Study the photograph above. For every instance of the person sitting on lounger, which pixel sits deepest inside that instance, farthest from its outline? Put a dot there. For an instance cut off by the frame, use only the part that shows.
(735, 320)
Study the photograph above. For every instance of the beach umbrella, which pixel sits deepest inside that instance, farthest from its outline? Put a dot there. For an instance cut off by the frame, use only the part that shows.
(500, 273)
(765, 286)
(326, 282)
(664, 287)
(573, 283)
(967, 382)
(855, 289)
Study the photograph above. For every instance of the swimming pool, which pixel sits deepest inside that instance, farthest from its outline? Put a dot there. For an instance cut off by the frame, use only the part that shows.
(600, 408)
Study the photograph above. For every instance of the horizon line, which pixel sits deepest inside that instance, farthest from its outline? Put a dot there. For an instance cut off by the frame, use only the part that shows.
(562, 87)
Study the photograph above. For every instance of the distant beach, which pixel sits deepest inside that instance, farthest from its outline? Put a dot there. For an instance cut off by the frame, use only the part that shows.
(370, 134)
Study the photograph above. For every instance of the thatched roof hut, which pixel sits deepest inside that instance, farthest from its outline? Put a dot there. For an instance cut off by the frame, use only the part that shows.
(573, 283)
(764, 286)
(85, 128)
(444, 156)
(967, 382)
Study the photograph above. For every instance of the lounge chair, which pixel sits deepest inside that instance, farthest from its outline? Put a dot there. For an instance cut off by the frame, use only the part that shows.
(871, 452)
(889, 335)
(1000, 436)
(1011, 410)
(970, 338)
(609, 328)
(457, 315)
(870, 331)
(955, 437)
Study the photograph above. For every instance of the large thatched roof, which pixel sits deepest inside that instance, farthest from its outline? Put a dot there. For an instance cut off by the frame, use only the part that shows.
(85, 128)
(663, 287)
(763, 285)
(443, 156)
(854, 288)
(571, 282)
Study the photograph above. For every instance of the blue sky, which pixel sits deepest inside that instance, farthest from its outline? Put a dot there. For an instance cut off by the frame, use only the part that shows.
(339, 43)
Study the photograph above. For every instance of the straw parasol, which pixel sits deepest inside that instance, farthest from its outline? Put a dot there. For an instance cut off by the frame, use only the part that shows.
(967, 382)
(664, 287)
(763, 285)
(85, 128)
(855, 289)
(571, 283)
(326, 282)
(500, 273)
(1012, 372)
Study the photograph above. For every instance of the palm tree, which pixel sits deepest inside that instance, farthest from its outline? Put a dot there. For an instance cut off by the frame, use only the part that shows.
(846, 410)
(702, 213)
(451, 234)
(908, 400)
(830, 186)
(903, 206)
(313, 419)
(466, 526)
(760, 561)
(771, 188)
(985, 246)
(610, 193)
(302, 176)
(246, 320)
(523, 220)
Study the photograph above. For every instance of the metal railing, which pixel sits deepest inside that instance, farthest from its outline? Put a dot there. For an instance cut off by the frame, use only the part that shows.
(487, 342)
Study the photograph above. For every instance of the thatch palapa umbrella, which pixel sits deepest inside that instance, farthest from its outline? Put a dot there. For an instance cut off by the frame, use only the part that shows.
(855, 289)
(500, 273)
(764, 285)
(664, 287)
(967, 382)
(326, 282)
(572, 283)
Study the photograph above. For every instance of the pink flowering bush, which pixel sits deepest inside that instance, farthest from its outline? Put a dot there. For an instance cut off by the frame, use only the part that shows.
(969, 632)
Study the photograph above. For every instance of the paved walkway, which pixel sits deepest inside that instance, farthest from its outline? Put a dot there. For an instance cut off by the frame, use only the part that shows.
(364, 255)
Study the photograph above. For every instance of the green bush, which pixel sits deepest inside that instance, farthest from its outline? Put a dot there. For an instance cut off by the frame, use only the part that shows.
● ● ● ● ● ● ●
▶ REQUIREMENT: From the line that contains "the thatch palapa" down to the last line of the listing above, repeat each line exactly, and include nothing else.

▶ THE RESULT:
Study the photograph above. For every instance of the thatch palapa umbrella, which pixel sits deepest inside that instance, farthest from its outline? Put a dot there. For an instance cut off by the frame, use only the part that shows.
(855, 289)
(500, 273)
(764, 285)
(664, 287)
(967, 382)
(326, 282)
(572, 283)
Study the photograph above. For every instance of the pink flowering bush, which pixel sits deepest inside that instance, farthest from its outline? Put a dot there. For an instance cut off by the frame, use only the part that shows.
(969, 632)
Study the photograph above. For every instance of the paved walkway, which pixel sits deepest inside that instance, farthest from its outline? Put a dot there. For an instance cut off by the frame, use only the part that shows.
(364, 255)
Study the photograph above. For every instance of the green bush, which pixel sits deepest inside that instance, farthest from its outline? Put a dot there. For an instance cut off by the frame, use only the part that shows.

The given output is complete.